TASKS AND EXERCISES →
**a.** In the capacitor explanation, which parts of the hydraulic analogy are matched to something electrical, and what does each one stand for?
**b.** Duplicate the passage of the capacitor explanation that opens with the words containing "My favorite capacitor" and closes with "more and more.".
**c.** Pick up the capacitor explanation after its final sentence and keep writing it.

SOURCE DOCUMENT →
* START *

One more try. Capacitors store charge in the same way that resistors
store charge, and inductors store charge. Inductors are full of mobile
electrons, inductors are devices for storing charge!!!! Not. A
capacitor is not a bucket for electrons. Instead it greatly resembles a
length of wire. But it's wire which, when you run a current along it, the
charge inside the wire stays constant, but a voltage (and a charge
imbalance) appears at the two ends.
My favorite capacitor analogy is a heavy hollow iron sphere which is
completely full of water and is divided in half with a flexible rubber
plate through its middle. Hoses are connected to the two halves of the
sphere, where they act as connecting wires. The rubber plate is an
analogy for the dielectric. The two regions of water symbolize the
Imagine that the rubber plate is flat and undistorted at the start. If I
connect a pump to the two hoses and turn it on for a moment, the pump will
pull water from one half of the iron sphere and simultaneously force it
into the other. This will bend the rubber divider plate more and more.
The more the plate bends, the higher the back-pressure the plate exerts,
and finally the pressure-diff will grow strong enough that the pump will
stall. Next I seal off the hose connections and remove the pump. I now
have created a "charged" hydraulic capacitor.
Now think: in this analogy, water corresponds to electric charge. How
much water have I put into my iron sphere? None! The sphere started out
full, and for every bit of water that I took out of one side, I put an
equal amount into the other at the same time. Same as when running a
current through a conductor. When the pump pushed water into one side,
this extra water also forced some water out of the other side.

* END *

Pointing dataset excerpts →
* START *

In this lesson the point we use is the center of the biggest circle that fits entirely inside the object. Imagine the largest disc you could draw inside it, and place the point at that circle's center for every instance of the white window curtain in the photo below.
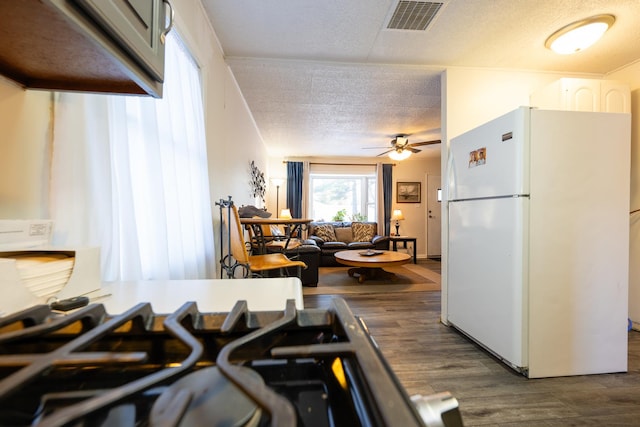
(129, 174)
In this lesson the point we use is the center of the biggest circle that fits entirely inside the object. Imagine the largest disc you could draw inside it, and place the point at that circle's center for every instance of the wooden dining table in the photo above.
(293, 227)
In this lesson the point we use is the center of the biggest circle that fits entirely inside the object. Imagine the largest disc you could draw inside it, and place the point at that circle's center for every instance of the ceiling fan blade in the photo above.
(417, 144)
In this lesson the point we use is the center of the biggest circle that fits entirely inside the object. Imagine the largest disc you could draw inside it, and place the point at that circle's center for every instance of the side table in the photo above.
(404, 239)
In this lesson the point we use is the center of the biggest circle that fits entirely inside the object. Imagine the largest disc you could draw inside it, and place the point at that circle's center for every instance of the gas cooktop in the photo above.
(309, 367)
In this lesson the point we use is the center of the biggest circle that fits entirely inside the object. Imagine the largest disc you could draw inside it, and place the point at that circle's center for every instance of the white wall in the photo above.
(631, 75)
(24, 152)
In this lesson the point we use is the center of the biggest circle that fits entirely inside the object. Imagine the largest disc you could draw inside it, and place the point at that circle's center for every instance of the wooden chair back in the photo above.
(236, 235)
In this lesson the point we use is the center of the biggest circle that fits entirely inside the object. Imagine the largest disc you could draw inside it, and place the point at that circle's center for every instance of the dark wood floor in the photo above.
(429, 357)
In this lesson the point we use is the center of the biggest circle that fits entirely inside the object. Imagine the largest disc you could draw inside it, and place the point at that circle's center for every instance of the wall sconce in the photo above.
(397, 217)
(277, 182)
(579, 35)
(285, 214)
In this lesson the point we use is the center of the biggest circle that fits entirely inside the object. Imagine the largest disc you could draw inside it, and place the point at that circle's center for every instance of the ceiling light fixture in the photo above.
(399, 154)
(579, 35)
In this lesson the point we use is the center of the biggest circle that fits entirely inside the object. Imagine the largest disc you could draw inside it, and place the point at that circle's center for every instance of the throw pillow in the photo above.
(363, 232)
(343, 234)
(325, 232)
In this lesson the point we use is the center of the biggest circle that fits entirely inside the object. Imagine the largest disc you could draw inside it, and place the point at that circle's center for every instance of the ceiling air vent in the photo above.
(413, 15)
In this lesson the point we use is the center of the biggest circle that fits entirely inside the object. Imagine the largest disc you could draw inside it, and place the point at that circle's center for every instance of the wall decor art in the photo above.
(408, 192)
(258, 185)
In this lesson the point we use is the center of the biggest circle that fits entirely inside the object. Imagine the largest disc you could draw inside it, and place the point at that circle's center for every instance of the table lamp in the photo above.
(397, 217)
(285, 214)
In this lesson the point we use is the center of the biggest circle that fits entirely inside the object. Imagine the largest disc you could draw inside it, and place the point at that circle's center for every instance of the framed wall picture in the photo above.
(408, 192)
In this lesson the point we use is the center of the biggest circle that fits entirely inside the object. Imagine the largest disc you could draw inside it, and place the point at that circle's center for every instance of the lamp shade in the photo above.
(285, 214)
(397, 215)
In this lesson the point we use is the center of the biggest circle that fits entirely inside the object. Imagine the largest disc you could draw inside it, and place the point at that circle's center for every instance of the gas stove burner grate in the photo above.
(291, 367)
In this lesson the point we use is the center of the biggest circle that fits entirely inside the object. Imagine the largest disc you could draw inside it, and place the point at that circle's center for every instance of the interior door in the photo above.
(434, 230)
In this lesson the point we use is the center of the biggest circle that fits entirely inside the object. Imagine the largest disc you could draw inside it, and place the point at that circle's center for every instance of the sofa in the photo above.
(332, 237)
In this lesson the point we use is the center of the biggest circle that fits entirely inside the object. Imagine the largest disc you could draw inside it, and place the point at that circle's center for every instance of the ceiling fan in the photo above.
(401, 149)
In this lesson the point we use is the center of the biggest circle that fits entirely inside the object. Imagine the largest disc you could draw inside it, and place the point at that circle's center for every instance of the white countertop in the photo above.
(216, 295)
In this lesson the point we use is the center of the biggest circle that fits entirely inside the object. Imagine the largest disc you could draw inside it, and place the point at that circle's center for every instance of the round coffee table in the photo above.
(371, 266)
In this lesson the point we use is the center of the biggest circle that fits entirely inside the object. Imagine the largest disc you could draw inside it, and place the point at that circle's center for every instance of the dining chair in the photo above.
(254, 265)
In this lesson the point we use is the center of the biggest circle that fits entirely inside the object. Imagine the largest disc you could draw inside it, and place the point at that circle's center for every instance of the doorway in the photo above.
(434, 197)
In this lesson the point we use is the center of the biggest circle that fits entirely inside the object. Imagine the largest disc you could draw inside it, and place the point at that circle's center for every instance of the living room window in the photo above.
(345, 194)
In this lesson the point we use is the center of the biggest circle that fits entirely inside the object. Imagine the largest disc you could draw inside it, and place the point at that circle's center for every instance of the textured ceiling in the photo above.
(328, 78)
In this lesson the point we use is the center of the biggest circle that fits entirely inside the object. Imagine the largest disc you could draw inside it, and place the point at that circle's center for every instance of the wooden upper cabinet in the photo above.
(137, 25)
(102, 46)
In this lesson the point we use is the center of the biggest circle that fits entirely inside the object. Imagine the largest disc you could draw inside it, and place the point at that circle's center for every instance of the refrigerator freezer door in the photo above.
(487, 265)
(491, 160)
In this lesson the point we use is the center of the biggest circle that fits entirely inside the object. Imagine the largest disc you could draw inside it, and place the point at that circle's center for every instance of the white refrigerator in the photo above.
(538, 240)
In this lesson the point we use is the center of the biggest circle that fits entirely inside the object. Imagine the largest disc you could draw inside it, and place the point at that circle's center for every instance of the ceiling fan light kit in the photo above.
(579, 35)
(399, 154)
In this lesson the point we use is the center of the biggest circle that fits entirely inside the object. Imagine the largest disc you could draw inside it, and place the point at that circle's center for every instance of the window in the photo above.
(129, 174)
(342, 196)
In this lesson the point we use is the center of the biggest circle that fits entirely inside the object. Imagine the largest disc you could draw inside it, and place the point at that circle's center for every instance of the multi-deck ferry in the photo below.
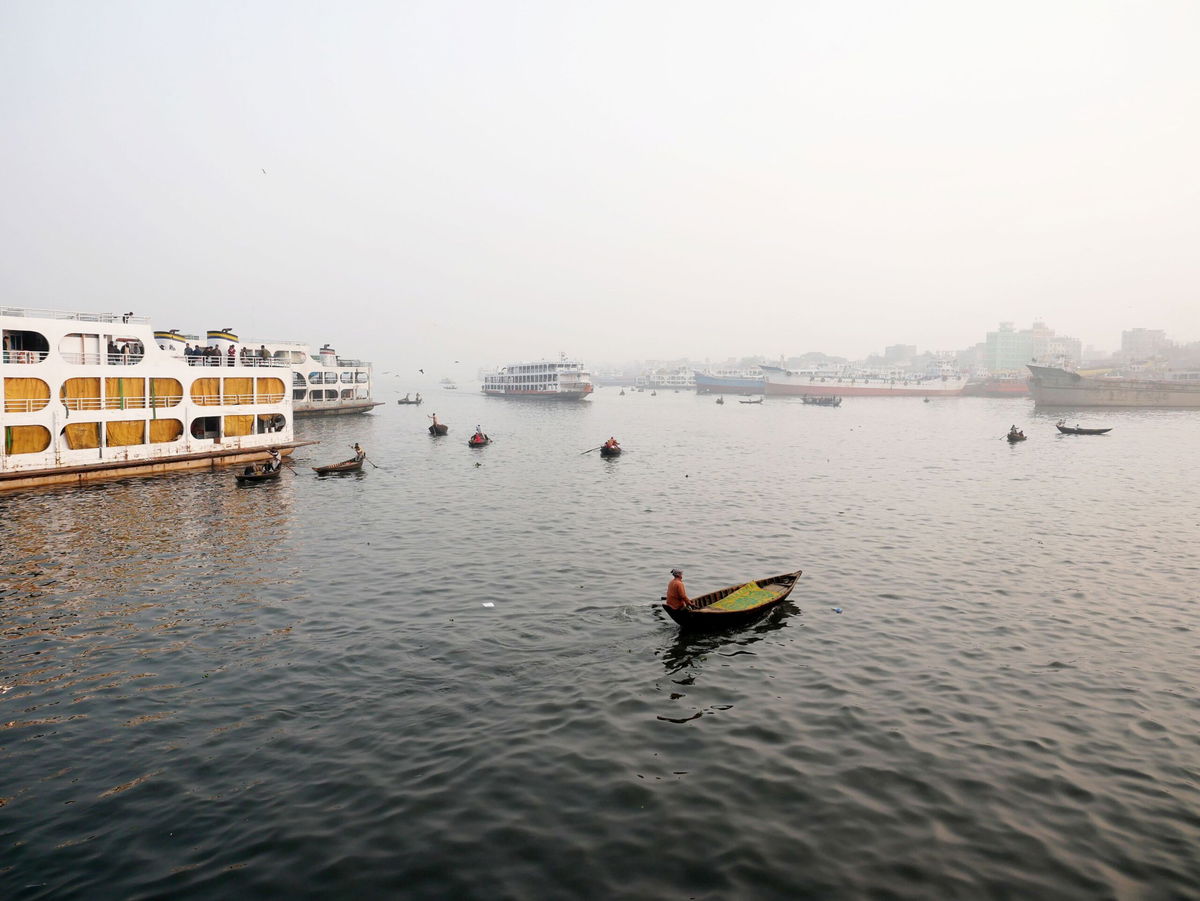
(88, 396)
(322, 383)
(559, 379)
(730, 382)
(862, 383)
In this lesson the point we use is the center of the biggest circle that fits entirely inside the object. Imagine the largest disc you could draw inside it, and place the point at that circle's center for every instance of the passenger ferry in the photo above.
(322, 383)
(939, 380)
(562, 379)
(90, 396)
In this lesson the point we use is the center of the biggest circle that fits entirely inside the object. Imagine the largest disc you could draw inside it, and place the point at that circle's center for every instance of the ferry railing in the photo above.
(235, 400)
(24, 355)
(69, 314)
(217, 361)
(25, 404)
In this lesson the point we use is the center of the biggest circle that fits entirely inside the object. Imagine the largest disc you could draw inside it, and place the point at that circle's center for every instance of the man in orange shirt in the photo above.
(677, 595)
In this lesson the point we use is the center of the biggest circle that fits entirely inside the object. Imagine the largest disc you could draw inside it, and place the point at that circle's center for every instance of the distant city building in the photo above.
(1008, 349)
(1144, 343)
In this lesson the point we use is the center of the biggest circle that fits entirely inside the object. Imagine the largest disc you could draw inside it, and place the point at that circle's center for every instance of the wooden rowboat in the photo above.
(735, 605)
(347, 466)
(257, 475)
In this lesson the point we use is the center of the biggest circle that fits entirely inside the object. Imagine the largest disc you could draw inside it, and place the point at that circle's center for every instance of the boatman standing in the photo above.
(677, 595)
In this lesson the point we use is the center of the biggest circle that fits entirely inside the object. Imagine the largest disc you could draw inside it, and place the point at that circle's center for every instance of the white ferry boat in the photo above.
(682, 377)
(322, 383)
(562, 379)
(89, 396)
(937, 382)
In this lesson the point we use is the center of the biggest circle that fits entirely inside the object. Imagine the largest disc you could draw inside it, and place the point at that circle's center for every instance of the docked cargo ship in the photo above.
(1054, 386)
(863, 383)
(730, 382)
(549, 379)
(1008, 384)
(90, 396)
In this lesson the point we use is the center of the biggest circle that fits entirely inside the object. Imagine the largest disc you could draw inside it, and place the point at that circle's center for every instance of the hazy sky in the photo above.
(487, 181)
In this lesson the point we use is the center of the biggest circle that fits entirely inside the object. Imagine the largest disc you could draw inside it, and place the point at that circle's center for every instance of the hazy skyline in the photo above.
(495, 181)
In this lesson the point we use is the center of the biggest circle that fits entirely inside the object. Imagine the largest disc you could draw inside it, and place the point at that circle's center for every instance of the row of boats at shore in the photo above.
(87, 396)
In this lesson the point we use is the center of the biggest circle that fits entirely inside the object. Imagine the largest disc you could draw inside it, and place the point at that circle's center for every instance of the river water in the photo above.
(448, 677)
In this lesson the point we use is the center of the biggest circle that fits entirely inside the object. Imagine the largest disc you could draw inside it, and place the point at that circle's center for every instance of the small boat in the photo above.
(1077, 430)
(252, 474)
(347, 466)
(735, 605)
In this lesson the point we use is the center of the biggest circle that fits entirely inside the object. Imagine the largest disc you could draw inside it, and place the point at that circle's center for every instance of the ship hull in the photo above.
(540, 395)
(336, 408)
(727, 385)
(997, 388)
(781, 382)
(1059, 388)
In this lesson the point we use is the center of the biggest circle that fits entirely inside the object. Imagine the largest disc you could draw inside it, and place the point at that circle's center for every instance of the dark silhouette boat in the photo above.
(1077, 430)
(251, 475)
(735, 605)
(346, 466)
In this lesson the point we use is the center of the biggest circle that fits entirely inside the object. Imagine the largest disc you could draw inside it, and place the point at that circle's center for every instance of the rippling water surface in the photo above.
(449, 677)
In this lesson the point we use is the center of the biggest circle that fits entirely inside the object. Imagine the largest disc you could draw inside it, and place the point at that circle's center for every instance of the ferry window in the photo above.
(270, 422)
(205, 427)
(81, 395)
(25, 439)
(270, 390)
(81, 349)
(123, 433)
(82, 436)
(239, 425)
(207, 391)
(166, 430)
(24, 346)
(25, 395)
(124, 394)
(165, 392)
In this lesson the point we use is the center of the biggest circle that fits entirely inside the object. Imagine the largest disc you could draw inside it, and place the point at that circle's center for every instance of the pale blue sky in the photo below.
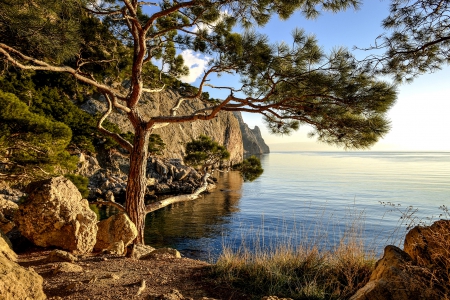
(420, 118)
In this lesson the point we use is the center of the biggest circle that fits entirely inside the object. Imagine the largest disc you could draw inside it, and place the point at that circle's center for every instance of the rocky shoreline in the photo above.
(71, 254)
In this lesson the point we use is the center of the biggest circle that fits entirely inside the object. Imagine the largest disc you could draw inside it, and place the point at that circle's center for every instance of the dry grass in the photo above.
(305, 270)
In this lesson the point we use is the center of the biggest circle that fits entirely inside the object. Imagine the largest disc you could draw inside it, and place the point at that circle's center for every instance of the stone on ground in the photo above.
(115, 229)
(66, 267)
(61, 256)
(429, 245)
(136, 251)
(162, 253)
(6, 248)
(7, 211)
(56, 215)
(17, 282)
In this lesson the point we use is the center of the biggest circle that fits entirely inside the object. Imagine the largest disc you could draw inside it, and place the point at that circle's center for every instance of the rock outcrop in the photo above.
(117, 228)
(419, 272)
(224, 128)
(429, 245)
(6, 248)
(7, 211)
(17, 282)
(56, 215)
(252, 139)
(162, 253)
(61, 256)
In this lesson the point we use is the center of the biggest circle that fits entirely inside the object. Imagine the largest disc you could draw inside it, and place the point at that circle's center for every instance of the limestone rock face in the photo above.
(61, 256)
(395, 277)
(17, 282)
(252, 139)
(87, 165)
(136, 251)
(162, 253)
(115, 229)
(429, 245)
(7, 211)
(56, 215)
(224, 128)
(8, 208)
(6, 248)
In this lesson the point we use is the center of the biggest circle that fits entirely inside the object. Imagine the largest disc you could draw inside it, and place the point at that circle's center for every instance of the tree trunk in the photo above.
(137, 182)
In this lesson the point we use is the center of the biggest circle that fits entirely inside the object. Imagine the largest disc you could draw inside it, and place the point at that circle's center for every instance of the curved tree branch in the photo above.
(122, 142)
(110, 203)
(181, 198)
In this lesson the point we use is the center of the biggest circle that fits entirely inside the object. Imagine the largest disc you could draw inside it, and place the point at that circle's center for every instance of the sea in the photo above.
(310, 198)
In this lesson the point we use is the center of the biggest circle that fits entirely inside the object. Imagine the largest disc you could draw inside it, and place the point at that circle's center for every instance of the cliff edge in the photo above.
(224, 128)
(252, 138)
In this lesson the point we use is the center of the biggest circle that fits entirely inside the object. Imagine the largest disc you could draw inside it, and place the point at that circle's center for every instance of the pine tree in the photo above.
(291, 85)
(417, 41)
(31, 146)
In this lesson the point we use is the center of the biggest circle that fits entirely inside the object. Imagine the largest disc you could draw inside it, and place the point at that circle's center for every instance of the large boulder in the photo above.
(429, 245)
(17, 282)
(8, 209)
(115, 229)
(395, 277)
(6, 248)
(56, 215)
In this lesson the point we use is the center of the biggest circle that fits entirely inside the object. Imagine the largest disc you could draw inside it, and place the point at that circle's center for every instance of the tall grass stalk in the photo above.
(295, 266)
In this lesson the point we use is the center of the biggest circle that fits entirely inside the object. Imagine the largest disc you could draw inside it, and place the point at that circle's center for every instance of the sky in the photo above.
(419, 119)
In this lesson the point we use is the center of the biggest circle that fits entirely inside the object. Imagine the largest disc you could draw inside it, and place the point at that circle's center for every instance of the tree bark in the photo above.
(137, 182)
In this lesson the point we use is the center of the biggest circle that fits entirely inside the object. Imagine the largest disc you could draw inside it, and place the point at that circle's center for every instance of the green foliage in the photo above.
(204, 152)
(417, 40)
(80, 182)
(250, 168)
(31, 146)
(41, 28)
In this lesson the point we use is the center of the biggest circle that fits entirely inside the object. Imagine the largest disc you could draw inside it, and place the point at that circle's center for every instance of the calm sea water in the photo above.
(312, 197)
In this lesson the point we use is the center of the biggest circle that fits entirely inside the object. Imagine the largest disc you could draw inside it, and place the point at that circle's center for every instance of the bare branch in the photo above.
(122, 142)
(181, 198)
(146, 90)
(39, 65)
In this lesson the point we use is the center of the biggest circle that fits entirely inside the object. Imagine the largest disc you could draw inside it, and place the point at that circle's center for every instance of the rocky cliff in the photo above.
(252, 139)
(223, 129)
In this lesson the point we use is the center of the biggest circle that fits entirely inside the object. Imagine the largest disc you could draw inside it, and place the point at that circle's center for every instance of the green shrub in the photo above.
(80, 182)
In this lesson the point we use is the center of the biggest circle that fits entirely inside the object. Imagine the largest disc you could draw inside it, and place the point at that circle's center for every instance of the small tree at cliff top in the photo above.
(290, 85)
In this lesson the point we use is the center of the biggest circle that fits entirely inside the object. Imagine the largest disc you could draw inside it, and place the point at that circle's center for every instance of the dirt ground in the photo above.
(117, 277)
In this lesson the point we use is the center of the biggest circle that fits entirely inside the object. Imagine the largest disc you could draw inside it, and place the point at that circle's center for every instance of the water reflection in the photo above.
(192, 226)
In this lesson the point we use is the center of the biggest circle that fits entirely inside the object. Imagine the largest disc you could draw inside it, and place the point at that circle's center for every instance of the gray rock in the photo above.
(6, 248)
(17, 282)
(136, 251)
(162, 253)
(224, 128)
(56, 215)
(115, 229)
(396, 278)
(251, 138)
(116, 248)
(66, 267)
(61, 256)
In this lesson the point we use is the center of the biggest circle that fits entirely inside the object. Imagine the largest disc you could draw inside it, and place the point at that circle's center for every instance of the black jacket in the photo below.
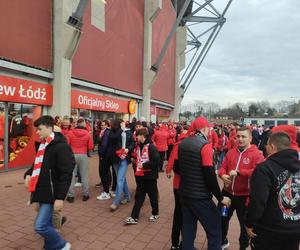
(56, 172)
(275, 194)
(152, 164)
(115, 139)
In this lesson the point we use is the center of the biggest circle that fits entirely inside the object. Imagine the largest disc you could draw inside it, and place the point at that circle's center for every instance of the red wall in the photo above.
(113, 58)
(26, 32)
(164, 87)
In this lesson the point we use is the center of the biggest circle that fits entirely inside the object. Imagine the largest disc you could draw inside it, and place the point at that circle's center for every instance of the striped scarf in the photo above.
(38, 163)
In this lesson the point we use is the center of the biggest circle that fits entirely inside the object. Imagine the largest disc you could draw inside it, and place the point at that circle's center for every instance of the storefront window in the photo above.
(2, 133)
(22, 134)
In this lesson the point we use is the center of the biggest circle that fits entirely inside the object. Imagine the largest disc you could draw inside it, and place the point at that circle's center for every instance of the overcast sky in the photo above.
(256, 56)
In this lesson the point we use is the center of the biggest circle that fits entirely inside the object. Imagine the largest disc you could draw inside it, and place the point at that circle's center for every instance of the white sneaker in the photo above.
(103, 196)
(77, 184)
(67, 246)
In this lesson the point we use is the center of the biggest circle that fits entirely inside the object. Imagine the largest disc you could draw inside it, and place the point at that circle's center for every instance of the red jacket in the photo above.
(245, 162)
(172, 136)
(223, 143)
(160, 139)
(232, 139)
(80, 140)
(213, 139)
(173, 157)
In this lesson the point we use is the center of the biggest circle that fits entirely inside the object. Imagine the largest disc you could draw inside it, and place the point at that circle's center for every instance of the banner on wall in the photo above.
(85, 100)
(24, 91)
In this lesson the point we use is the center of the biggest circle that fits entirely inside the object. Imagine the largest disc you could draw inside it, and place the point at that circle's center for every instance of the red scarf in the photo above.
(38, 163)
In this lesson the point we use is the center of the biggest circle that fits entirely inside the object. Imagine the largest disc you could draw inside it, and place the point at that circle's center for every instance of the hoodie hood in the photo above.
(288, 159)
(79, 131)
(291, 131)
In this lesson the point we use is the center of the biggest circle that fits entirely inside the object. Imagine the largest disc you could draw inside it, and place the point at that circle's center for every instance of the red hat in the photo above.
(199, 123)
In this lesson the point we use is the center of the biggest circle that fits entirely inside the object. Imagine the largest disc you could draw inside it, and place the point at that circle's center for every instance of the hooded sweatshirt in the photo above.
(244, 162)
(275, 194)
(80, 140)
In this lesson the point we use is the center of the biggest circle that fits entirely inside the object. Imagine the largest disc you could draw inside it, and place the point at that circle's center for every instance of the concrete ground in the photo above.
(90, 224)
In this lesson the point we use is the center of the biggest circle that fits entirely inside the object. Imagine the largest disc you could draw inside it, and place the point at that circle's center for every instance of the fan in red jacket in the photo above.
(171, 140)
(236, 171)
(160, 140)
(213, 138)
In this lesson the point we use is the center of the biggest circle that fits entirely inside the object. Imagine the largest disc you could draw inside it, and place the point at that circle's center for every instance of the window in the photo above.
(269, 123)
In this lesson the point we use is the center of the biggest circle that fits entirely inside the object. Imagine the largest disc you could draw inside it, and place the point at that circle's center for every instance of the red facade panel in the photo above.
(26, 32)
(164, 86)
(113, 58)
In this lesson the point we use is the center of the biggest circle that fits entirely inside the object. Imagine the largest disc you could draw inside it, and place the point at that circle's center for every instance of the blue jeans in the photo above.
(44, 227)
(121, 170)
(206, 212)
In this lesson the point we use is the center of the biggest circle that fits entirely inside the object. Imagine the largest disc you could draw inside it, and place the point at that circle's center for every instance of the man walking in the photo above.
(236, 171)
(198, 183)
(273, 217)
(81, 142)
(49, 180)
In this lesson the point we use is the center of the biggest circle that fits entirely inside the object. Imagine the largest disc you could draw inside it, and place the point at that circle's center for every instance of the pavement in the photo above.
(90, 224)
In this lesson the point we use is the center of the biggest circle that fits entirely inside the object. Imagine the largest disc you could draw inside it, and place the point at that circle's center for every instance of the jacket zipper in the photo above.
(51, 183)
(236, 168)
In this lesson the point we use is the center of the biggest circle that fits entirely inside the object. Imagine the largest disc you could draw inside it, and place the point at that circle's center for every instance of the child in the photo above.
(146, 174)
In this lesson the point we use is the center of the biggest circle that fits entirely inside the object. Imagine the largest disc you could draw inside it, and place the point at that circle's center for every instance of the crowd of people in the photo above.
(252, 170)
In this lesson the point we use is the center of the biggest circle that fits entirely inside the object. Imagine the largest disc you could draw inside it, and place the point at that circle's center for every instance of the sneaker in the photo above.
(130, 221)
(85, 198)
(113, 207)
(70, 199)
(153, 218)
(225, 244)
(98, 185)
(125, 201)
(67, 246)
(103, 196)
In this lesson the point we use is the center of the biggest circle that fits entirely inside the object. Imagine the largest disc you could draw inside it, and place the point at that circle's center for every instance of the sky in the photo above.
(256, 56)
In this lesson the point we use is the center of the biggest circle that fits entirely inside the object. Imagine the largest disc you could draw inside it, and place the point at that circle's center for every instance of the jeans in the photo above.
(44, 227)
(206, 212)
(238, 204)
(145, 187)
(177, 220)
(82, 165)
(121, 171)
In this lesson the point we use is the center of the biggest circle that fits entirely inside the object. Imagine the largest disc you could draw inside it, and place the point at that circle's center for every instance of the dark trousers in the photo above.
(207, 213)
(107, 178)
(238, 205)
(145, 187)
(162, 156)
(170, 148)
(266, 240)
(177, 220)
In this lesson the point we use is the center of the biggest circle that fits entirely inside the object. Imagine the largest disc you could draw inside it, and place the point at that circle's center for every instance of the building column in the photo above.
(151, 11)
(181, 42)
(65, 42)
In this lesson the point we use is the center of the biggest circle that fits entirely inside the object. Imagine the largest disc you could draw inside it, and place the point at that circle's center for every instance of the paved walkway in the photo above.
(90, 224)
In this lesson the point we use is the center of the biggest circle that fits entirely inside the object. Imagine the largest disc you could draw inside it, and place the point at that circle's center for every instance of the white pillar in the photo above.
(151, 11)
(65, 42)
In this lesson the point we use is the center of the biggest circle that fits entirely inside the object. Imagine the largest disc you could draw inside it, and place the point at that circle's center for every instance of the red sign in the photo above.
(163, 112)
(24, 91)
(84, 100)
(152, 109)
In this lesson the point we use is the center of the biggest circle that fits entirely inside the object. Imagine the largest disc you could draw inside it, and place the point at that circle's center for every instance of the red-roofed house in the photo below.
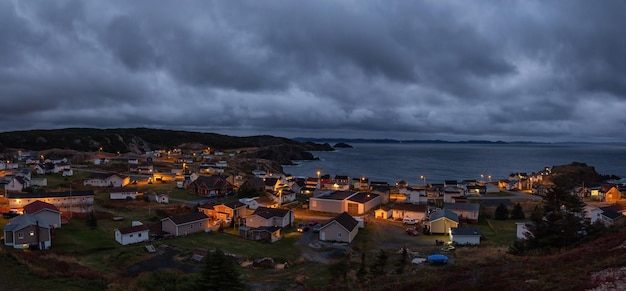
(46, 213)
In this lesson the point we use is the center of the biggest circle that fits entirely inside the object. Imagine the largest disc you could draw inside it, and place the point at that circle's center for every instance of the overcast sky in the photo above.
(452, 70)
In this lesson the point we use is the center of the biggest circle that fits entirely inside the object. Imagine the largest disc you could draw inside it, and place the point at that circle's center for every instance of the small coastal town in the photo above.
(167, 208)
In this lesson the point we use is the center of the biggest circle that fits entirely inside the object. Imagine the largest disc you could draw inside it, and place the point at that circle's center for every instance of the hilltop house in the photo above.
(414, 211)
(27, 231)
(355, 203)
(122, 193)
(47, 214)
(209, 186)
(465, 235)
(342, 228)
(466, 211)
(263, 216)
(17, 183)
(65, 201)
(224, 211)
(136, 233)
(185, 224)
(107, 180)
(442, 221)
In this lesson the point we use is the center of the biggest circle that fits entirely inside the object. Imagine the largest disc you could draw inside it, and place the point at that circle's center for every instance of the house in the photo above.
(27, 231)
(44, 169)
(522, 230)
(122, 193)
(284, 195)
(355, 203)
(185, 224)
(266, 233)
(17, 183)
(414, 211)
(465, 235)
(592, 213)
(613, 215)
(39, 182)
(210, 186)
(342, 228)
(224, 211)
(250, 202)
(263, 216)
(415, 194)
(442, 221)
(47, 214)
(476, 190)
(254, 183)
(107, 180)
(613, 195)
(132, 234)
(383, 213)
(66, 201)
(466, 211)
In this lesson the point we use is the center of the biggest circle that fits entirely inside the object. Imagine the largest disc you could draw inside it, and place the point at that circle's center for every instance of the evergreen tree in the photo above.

* END *

RESULTS IN ORDER →
**a.**
- The hoses stand for the connecting wires.
- The rubber plate stands for the dielectric.
- The water stands for electric charge.

**b.**
My favorite capacitor analogy is a heavy hollow iron sphere which is
completely full of water and is divided in half with a flexible rubber
plate through its middle. Hoses are connected to the two halves of the
sphere, where they act as connecting wires. The rubber plate is an
analogy for the dielectric. The two regions of water symbolize the
Imagine that the rubber plate is flat and undistorted at the start. If I
connect a pump to the two hoses and turn it on for a moment, the pump will
pull water from one half of the iron sphere and simultaneously force it
into the other. This will bend the rubber divider plate more and more.

**c.**
No water passed through the rubber, instead there was some rubber-current
in the divide. Even so, essentially I drove a water
current THROUGH my hydraulic capacitor, and this current pushed on the
rubber plate and bent it sideways. Where is the energy stored? Not
in the water, but in the potential energy of the stretched rubber plate.
The rubber plate is an analogy to the electrostatic field in the
dielectric of a real capacitor.
It would be misleading to say "this iron sphere is a device for
accumulating water", or "this sphere can be charged with water, and the
stored water can be retrieved during discharge." Both statements are
wrong. No water was injected into the sphere while it was being
"charged." (And when I wind up an old watch, am I "storing steel"
inside, putting more iron into its spring? Lol.
Imagine that I now connect a single length of pre-filled hose between
the two halves
of the capacitor. As soon as the last connection is complete, the forces
created by the bent rubber plate will drive a
sudden immense spurt of water through this already-full hose. Water from
one side will
be pushed into the other side, and the rubber plate will relax. I've
discharged my hydraulic capacitor. How much water has been removed from
None! A momentary current has flowed through the sphere device, and the
plate is back to the middle again, and the water has become a bit warm
through friction against the surfaces of the hose. The stored energy has
been "discharged," but no water has escaped. The hydraulic capacitor has
lost its energy, but still contains the same amount of water.
I never really understood capacitors until I started trying to construct
proper water-analogies for them. I then discovered that my electronics
and physics classes had sent me down a dead-end path with their garbage
about "capacitors store electric charge." Since my discovery, I've gained
significantly more expertise in circuit design, which leads me to a sad
thought. Maybe the more skilled of electrical engineers and scientists
gain their extreme expertise NOT through classroom learning. Instead they
gain expertise in spite of classroom learning. Maybe the experts are
experts only because they have fought free of the wrong parts of classroom
learning, while the rest of us are still living under the yoke of the many
electricity misconceptions we were taught in early grades.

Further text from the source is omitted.